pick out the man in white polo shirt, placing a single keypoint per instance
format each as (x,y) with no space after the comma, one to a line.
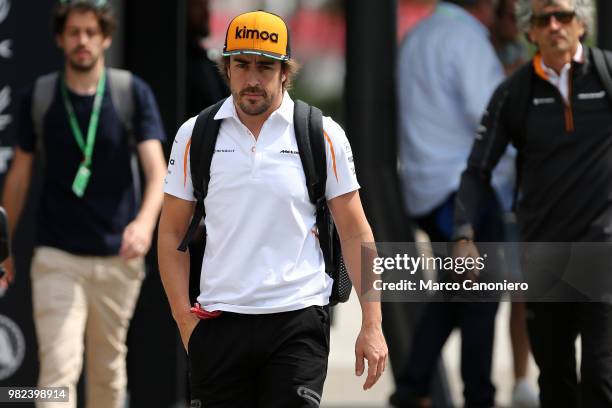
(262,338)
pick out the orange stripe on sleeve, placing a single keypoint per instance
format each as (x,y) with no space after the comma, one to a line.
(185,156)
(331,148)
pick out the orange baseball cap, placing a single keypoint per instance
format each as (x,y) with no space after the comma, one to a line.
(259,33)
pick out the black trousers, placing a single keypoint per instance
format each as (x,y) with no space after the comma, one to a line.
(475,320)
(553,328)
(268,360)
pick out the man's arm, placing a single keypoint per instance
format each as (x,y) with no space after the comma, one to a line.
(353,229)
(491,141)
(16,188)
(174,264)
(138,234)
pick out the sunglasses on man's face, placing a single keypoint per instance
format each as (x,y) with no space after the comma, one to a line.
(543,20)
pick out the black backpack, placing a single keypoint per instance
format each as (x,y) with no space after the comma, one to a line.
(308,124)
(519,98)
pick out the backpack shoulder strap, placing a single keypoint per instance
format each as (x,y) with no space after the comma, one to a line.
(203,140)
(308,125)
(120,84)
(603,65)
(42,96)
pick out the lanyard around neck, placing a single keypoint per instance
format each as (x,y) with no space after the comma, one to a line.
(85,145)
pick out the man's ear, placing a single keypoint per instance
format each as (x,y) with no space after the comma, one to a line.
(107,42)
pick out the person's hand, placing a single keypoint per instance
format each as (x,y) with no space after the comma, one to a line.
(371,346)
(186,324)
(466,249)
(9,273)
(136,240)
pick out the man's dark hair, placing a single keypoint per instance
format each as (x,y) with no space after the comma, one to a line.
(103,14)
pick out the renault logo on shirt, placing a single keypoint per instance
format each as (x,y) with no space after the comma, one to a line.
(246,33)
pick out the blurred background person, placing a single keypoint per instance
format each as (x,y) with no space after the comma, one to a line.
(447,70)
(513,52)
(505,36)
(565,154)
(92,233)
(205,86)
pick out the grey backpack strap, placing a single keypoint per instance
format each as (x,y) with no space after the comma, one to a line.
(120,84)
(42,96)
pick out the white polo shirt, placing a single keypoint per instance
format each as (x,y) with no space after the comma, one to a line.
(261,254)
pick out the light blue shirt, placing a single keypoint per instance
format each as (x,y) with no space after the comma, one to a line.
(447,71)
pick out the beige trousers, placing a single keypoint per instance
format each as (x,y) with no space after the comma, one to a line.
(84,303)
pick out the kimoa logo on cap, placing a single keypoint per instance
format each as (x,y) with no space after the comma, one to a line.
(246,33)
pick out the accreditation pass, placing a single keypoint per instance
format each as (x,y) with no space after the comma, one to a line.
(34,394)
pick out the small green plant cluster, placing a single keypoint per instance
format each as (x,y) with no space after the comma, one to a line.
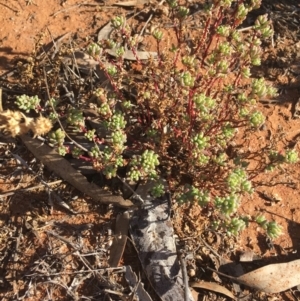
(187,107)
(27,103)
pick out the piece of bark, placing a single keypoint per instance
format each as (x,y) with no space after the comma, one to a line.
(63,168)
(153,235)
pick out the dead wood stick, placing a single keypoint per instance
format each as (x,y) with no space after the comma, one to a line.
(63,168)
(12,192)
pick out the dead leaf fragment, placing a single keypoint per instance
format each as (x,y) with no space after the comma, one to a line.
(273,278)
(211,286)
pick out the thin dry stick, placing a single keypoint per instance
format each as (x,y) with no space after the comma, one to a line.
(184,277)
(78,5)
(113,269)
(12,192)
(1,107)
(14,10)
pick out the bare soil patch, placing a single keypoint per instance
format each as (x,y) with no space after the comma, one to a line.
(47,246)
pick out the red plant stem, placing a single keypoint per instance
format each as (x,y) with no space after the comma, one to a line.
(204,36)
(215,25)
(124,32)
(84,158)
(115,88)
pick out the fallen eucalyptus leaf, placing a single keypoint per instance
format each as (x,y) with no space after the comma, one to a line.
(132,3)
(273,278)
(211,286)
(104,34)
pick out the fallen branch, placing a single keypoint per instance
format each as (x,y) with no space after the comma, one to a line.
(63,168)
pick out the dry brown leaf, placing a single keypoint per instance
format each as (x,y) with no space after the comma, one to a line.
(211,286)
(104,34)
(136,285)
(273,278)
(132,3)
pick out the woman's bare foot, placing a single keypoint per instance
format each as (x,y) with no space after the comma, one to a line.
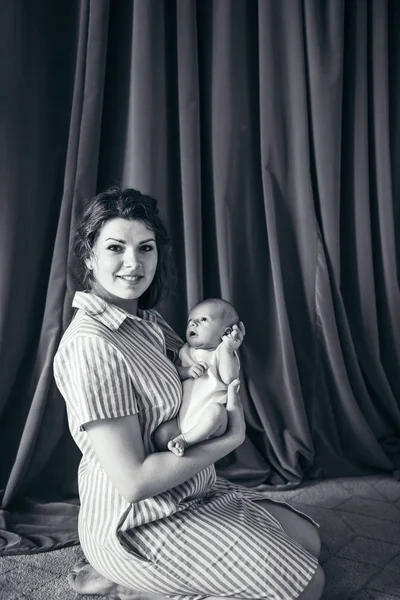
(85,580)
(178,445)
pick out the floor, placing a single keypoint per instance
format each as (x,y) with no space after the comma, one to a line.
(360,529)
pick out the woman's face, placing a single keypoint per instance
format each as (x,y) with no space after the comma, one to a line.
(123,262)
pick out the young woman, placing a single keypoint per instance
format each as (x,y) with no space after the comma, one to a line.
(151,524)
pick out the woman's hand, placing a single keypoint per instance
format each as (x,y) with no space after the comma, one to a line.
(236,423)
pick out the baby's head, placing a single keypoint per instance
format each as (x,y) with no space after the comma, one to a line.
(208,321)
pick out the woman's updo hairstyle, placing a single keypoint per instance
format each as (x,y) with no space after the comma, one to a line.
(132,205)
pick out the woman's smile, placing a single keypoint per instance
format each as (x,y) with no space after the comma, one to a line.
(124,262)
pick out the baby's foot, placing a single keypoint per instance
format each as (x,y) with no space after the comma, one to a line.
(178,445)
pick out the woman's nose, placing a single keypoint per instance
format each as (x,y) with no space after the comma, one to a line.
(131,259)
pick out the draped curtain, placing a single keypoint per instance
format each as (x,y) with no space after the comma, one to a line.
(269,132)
::::::
**Goal**
Switch "pick out" to "locate" throughout all of the items above, and write the items out again with nothing else changed. Leave the pictures out.

**Task solution**
locate the man in white polo shirt, placing a single keypoint per instance
format each as (x,y) with no space after the comma, one to a line.
(262,338)
locate the orange stripe on sleeve, placing a single keypoint per instance
format each as (x,y) with no space after the comma, one to a line.
(185,156)
(331,148)
locate the orange baseball cap, placing a single keypoint per instance
format each as (x,y) with no space after the comma, one to a line.
(259,33)
locate the black trousers, placing a single keypoint per instance
format each as (x,y) with no space after the comma, one to a line.
(475,320)
(553,328)
(268,360)
locate the man's arm, placing a single keypoint per instance
format each as (x,y) with no space after the comma, one to a line.
(353,229)
(491,141)
(16,188)
(174,264)
(138,234)
locate the sunglasses on man's face, placing a single keypoint per instance
format each as (x,y) with no space after the comma, one to a line.
(543,20)
locate the black backpack, placing a single keypoint per instance
format each as (x,y) with no space after the comma, one to a line.
(308,124)
(519,98)
locate the backpack shoulder strap, placing a single keypoint per instance
format each as (x,y) with no space after the comma, one to a line.
(203,140)
(308,125)
(120,84)
(603,65)
(42,96)
locate the lanyard around neck, placing a single keypoint per instance
format each as (x,y) with no space after the comma, one to a line.
(85,145)
locate the man's ear, placing a single keypoint per instance
format each as (x,y) with no space after the comma, one to a line.
(107,42)
locate the person's hand, placing a single keypoint per instance
format each as (x,y) with no space after the comma, one to a line.
(371,346)
(186,324)
(466,249)
(9,273)
(136,240)
locate the man's dark hair, placing a single keypoint per instance
format each as (x,y) with no space after the comma, one to a line.
(103,14)
locate the renault logo on shirt, placing a single keypoint per instance
format each as (x,y) with no space after the comma, one to a line.
(246,33)
locate the blurred background person, placing a single keypoint per instance
format each as (x,y) with no space after the comma, one to a line.
(447,70)
(513,52)
(505,36)
(565,154)
(92,233)
(205,86)
locate the grey backpack strap, placing a single keypoint per instance
format each as (x,y) with no space after the comma, one to a line.
(120,84)
(42,96)
locate the white polo shirt, placing a single keypoint per instance
format each as (x,y) with no space after the comma, one to a line.
(261,254)
locate the light blue shirt, placing a single keypoint per instance
format each as (x,y) with no space after the comma, one to a line.
(447,71)
locate the beige trousers, placing a single keypoint per instance
format each as (x,y) with no space after the comma, one to a line.
(84,303)
locate the kimoa logo on cap, placing a single keypoint per instance
format each as (x,y) with no space after the comma, one to a line.
(246,33)
locate the accreditation pass, placing a single keypoint per instance
format each as (x,y) with no space after the comma, one to a line.
(34,394)
locate the small green plant cluster, placing a single keypoint per instance
format each as (x,y) with no space after the comma, one to a line.
(187,107)
(27,103)
locate the piece of bark, placing a single keypoint per instance
format each as (x,y) with no space after the comma, one to a line.
(63,168)
(153,235)
locate the dead wood stick, placing a single keypoint per instance
format each as (x,y) with no space after the comma, one to a line.
(63,168)
(12,192)
locate the dead leaf fragment, placing a single keypoint per instance
format each as (x,y) with no space after the comma, one to a line.
(273,278)
(211,286)
locate the thin dry stick, placing a single keypoint per instance
format each as (x,y) with no space after the comma, one to a line.
(184,277)
(78,5)
(113,269)
(12,192)
(1,107)
(14,10)
locate the bare soil patch, placing a single keypoint per instance
format each as (x,y) with no space after the comma, one to a line.
(47,246)
locate the red plant stem, placing a single keypoint per instance
format each as (x,y) with no space after the comma, one to a line.
(204,36)
(215,25)
(124,32)
(84,158)
(115,88)
locate the fallen eucalyptus leaf, placing a single keypoint per instance
format each as (x,y) with no space after the comma, one to a line.
(132,3)
(273,278)
(211,286)
(104,34)
locate the fallen branch, placing a single keypoint per instance
format each as (x,y) with no space after the comma, one to a line.
(63,168)
locate the dry brown leaf, placing a single keypoint per instance
format each as (x,y) with no space after the comma, one to a line.
(211,286)
(104,34)
(136,285)
(273,278)
(132,3)
locate the woman's bare foot, placing a single keypoint per instance
format each as (x,y) with no space after the comma, one to a line.
(85,580)
(178,445)
locate the floor, placing a single keypoint per instance
format each as (x,y) with no space after the comma, one to a line.
(360,529)
locate the woman's face, placing a single keypoint per instance
format each as (x,y) with no space after the comma, one to a line.
(123,262)
locate the young woman, placing a single keypoint per instance
format each as (x,y) with no space after the comma, one to a line.
(151,524)
locate the woman's hand, placing a single keypoint per instance
format each as (x,y) with no space after the comma, one to a line.
(236,423)
locate the baby's head, placing a single keypoint per instance
format each as (x,y) with no space after the comma, one to a line.
(208,321)
locate the woman's updo hairstyle, placing a single keypoint per instance
format each as (x,y) with no space after the comma, one to a line.
(132,205)
locate the woman's smile, placing a single keypoint per instance
format each as (x,y) with no space after the comma, one to a line.
(124,262)
locate the baby's foot, placing a single keypoint per instance
format each as (x,y) with no space after the comma, one to a line.
(178,445)
locate the woman's nose, placing a single keypoint per instance
format each as (x,y) with no space after the comma, one to a line.
(131,259)
locate the draped curtain, placing a single keypoint per instance
format each as (x,y) with no space after the comma, one to a line.
(269,132)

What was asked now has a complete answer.